* **PROBLEM REQUIREMENTS**
Would you copy out only the lines from the one with "For every instance of the snowy" to the end of the records, exactly as they stand?

* **RECORDS**
========================================

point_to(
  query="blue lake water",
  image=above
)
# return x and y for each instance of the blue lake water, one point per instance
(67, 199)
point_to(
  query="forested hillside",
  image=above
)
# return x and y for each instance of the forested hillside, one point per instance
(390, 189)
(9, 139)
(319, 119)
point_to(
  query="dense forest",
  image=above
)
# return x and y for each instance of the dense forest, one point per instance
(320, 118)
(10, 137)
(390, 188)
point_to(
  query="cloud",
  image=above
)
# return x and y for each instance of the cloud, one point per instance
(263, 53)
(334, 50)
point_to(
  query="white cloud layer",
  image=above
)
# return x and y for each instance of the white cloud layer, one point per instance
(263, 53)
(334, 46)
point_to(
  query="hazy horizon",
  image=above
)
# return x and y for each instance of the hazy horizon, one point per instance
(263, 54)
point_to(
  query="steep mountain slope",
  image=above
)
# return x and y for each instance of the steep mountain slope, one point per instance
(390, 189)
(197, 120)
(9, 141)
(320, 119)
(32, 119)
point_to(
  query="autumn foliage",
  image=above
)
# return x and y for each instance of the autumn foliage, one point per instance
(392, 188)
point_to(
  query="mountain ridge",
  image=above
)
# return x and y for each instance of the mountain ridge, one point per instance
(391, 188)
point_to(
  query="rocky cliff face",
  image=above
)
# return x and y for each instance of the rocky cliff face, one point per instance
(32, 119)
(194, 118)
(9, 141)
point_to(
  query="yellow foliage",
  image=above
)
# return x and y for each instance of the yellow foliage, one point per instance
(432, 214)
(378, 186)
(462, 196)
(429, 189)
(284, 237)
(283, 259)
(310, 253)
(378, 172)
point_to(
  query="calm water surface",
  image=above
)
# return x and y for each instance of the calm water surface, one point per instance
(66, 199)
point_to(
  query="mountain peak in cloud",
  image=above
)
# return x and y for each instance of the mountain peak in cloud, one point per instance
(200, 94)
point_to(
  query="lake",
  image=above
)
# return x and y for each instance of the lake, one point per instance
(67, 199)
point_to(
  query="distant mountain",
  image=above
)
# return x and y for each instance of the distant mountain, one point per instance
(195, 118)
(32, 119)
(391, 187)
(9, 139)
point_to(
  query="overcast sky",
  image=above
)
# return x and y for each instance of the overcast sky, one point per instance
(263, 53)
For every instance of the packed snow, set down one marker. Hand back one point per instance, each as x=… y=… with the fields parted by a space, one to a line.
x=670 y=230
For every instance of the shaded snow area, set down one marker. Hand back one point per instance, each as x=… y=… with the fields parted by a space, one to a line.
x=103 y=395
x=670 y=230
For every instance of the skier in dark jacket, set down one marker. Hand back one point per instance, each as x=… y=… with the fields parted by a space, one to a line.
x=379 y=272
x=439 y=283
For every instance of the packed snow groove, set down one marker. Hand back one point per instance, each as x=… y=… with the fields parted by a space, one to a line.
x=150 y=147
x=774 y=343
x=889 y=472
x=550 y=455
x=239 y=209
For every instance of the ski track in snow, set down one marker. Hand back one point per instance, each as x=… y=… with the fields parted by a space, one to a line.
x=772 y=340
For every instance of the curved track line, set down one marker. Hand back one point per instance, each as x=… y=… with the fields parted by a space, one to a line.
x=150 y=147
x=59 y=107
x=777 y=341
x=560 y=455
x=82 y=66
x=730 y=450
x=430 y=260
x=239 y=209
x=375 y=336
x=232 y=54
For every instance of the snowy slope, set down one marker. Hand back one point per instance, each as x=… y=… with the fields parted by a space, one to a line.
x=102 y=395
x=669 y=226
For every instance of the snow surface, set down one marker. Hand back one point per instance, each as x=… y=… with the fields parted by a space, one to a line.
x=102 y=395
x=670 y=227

========================================

* **SOLUTION TO THIS TASK**
For every instance of the snowy slope, set down one marker. Hand back one point per instance, each as x=… y=… with the fields parted by a space, one to a line.
x=102 y=395
x=669 y=226
For every instance of the snow surface, set down one marker. Hand back one point per instance, each as x=… y=… with the fields parted by a space, one to a line.
x=102 y=395
x=670 y=227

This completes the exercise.